◆ What the task asks:
Each record below should be given again exactly as it reads.

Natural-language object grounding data
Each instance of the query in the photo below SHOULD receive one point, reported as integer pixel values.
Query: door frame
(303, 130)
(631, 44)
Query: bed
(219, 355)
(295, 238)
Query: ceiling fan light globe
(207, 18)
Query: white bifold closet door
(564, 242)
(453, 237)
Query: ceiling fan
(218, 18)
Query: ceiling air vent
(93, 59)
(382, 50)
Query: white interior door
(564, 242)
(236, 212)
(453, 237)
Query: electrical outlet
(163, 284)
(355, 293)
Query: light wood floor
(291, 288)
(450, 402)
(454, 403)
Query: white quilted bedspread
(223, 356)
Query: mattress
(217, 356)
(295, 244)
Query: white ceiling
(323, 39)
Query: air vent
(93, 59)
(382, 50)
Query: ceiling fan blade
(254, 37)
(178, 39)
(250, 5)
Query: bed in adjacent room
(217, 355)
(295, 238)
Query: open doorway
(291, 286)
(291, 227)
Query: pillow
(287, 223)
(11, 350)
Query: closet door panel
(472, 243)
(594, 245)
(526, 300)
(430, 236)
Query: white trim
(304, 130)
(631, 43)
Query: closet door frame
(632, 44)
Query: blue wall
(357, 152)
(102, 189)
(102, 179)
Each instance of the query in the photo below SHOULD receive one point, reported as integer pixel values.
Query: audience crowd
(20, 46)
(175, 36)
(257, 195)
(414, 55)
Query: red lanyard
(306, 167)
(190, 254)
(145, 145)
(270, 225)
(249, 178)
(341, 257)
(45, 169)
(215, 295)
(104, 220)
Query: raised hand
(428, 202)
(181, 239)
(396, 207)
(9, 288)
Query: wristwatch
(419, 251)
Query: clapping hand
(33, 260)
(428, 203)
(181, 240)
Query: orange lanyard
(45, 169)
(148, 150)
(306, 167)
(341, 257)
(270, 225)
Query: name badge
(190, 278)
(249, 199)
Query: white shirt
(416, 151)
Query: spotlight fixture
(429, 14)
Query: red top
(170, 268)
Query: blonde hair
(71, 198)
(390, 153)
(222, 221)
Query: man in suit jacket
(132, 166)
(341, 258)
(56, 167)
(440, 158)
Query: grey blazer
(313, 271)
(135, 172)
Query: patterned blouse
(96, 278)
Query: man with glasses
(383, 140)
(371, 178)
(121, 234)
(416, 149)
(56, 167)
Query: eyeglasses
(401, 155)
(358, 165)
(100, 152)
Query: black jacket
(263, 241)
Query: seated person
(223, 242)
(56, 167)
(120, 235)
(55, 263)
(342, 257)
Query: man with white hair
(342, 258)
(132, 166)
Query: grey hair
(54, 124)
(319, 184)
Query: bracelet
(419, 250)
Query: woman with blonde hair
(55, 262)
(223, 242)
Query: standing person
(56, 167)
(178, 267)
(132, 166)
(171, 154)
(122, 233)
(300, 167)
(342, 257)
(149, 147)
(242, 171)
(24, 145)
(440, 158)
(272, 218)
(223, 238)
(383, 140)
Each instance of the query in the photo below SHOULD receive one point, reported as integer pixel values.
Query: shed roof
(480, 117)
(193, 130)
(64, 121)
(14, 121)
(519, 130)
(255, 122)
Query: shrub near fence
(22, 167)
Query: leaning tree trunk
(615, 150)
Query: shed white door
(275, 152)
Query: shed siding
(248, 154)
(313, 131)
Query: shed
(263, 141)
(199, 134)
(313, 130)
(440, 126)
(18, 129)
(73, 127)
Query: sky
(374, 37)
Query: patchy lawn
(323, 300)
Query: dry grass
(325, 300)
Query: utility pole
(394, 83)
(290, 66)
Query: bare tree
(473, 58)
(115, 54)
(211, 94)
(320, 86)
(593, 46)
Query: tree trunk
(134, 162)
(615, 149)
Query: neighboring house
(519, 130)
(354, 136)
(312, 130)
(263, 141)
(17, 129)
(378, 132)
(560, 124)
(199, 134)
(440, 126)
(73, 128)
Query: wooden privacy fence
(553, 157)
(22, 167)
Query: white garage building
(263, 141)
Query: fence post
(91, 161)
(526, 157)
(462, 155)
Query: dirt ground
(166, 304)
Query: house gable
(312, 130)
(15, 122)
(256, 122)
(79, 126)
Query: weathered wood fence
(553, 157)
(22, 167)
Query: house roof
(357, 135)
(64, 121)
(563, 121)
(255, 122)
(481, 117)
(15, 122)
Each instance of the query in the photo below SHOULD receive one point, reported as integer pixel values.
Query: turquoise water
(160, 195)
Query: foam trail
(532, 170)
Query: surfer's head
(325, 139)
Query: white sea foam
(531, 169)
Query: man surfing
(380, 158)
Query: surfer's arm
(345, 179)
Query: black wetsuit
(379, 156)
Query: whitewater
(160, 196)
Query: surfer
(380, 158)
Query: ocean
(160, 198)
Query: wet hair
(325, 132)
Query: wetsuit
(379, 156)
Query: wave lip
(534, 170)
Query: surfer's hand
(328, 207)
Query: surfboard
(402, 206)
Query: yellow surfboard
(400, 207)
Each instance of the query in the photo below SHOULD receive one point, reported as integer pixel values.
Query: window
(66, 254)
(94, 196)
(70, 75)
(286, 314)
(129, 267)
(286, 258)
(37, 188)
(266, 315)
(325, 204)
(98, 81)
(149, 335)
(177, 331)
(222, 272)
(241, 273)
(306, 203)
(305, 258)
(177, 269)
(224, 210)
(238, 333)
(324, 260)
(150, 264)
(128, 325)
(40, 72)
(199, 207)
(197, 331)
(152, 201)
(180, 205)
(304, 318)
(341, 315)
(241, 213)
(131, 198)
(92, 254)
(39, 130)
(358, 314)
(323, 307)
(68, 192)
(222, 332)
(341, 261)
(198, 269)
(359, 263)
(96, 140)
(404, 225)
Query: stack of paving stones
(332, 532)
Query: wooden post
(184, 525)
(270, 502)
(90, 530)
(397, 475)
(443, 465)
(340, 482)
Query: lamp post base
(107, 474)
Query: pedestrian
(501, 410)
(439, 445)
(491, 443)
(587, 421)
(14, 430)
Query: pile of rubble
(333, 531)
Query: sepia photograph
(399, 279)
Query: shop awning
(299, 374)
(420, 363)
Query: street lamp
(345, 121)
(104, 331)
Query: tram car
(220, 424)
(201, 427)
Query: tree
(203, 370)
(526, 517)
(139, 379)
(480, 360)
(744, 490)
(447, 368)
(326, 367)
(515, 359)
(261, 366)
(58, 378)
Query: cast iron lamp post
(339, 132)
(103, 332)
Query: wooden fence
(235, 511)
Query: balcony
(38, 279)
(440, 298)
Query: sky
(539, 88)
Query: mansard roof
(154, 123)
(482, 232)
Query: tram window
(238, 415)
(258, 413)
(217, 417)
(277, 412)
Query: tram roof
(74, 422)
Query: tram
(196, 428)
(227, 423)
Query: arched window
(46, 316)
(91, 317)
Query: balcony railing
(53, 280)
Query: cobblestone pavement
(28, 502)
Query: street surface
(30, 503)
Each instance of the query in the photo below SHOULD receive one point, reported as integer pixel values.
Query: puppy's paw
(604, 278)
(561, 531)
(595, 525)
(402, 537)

◆ Written solution:
Each instance of the query in the photo below SHOULD receive one point, reported as integer pixel values.
Query: door frame
(303, 130)
(631, 44)
Query: bed
(219, 355)
(295, 238)
Query: ceiling fan light globe
(207, 18)
Query: white bifold closet door
(564, 242)
(453, 237)
Query: ceiling fan
(218, 18)
Query: ceiling air vent
(93, 59)
(382, 50)
Query: white interior door
(564, 242)
(236, 212)
(453, 237)
Query: electrical outlet
(163, 284)
(355, 293)
Query: light wood floor
(291, 288)
(450, 402)
(454, 403)
Query: white quilted bedspread
(223, 356)
Query: mattress
(217, 356)
(295, 244)
Query: white ceiling
(323, 39)
Query: air vent
(93, 59)
(382, 50)
Query: ceiling fan blade
(254, 37)
(178, 39)
(250, 5)
Query: bed in adjacent room
(217, 355)
(295, 238)
Query: open doorway
(291, 286)
(291, 227)
Query: pillow
(287, 223)
(11, 350)
Query: closet door panel
(472, 243)
(594, 245)
(526, 300)
(430, 236)
Query: white trim
(304, 130)
(631, 43)
Query: closet door frame
(632, 44)
Query: blue wall
(357, 152)
(102, 189)
(102, 179)
Each instance of the query in the photo below SHOULD receive one point, reported as integer pixel values.
Query: audience crowd
(20, 46)
(175, 36)
(257, 195)
(414, 55)
Query: red lanyard
(306, 167)
(190, 254)
(145, 145)
(270, 225)
(249, 178)
(341, 257)
(45, 169)
(215, 295)
(104, 220)
Query: raised hand
(428, 202)
(181, 239)
(396, 207)
(9, 288)
Query: wristwatch
(419, 251)
Query: clapping hand
(33, 260)
(428, 203)
(181, 240)
Query: orange lanyard
(45, 169)
(148, 150)
(306, 167)
(341, 257)
(270, 225)
Query: name badge
(190, 278)
(249, 199)
Query: white shirt
(416, 151)
Query: spotlight fixture
(429, 14)
Query: red top
(170, 268)
Query: blonde hair
(71, 198)
(390, 153)
(222, 221)
Query: man in suit jacket
(132, 166)
(341, 258)
(56, 167)
(440, 158)
Query: grey blazer
(313, 271)
(135, 172)
Query: patterned blouse
(96, 278)
Query: man with glasses
(383, 140)
(371, 178)
(121, 234)
(416, 149)
(56, 167)
Query: eyeglasses
(401, 155)
(358, 165)
(100, 152)
Query: black jacket
(263, 241)
Query: seated person
(223, 242)
(56, 167)
(120, 235)
(55, 263)
(342, 257)
Query: man with white hair
(342, 258)
(132, 166)
Query: grey hair
(54, 124)
(319, 184)
Query: bracelet
(419, 250)
Query: woman with blonde hair
(55, 262)
(223, 242)
Query: standing person
(56, 167)
(178, 267)
(132, 166)
(171, 154)
(122, 233)
(300, 167)
(342, 257)
(149, 147)
(242, 171)
(24, 145)
(440, 158)
(272, 218)
(223, 238)
(383, 140)
Each instance of the query in the photo below SHOULD receive one point, reported as integer pixel values.
Query: shed roof
(480, 117)
(193, 130)
(64, 121)
(14, 121)
(519, 130)
(255, 122)
Query: shrub near fence
(22, 167)
Query: leaning tree trunk
(615, 150)
Query: shed white door
(275, 152)
Query: shed siding
(248, 154)
(313, 131)
Query: shed
(263, 141)
(199, 134)
(313, 130)
(440, 126)
(18, 129)
(73, 127)
Query: sky
(374, 37)
Query: patchy lawn
(323, 300)
Query: dry grass
(325, 300)
Query: utility pole
(394, 83)
(290, 66)
Query: bare tree
(473, 58)
(115, 54)
(211, 94)
(320, 86)
(593, 46)
Query: tree trunk
(134, 162)
(615, 149)
Query: neighboring house
(519, 130)
(354, 136)
(312, 130)
(263, 141)
(17, 129)
(378, 132)
(560, 124)
(199, 134)
(440, 126)
(73, 128)
Query: wooden privacy fence
(553, 157)
(22, 167)
Query: white garage building
(263, 141)
Query: fence post
(91, 161)
(526, 157)
(462, 155)
Query: dirt ground
(166, 304)
Query: house gable
(312, 130)
(15, 122)
(256, 122)
(79, 126)
Query: weathered wood fence
(553, 157)
(22, 167)
Query: house roof
(357, 135)
(64, 121)
(563, 121)
(255, 122)
(481, 117)
(15, 122)
Each instance of the query in the photo below SHOULD receive one point, reported as integer pixel values.
Query: turquoise water
(160, 195)
Query: foam trail
(532, 170)
Query: surfer's head
(325, 139)
Query: white sea foam
(531, 169)
Query: man surfing
(380, 158)
Query: surfer's arm
(345, 179)
Query: black wetsuit
(379, 156)
Query: whitewater
(160, 196)
Query: surfer
(380, 158)
Query: ocean
(160, 198)
Query: wet hair
(325, 132)
Query: wetsuit
(379, 156)
Query: wave lip
(534, 170)
Query: surfer's hand
(328, 207)
Query: surfboard
(402, 206)
Query: yellow surfboard
(400, 207)
Each instance of the query in the photo below SHOULD receive one point, reported as integer pixel values.
Query: window
(66, 254)
(94, 196)
(70, 75)
(286, 314)
(129, 267)
(286, 258)
(37, 188)
(266, 315)
(325, 204)
(98, 81)
(149, 335)
(177, 331)
(222, 272)
(241, 273)
(306, 203)
(305, 258)
(177, 269)
(224, 210)
(238, 333)
(324, 260)
(150, 264)
(128, 325)
(40, 72)
(199, 207)
(197, 331)
(152, 201)
(180, 205)
(304, 318)
(341, 315)
(241, 213)
(131, 198)
(92, 254)
(39, 130)
(358, 314)
(323, 307)
(68, 192)
(222, 332)
(341, 261)
(198, 269)
(359, 263)
(96, 140)
(404, 225)
Query: stack of paving stones
(332, 532)
Query: wooden post
(184, 525)
(270, 502)
(90, 530)
(397, 475)
(443, 465)
(340, 482)
Query: lamp post base
(107, 474)
Query: pedestrian
(501, 410)
(439, 445)
(491, 443)
(587, 421)
(14, 430)
Query: pile of rubble
(333, 531)
Query: sepia photograph
(399, 279)
Query: shop awning
(299, 374)
(420, 363)
Query: street lamp
(345, 121)
(104, 331)
Query: tram car
(220, 424)
(201, 427)
Query: tree
(203, 370)
(526, 517)
(139, 379)
(480, 360)
(744, 490)
(447, 368)
(326, 367)
(515, 359)
(261, 366)
(58, 378)
Query: cast iron lamp post
(339, 132)
(103, 332)
Query: wooden fence
(235, 511)
Query: balcony
(38, 279)
(440, 298)
Query: sky
(539, 88)
Query: mansard roof
(154, 123)
(482, 232)
Query: tram window
(238, 415)
(258, 413)
(217, 417)
(277, 412)
Query: tram roof
(74, 422)
Query: tram
(196, 428)
(227, 423)
Query: arched window
(46, 316)
(91, 317)
Query: balcony railing
(53, 280)
Query: cobblestone pavement
(28, 502)
Query: street surface
(30, 503)
Each instance of the query in the photo below SHOULD receive one point, reported as integer pixel values.
Query: puppy's paw
(604, 278)
(561, 531)
(595, 525)
(402, 537)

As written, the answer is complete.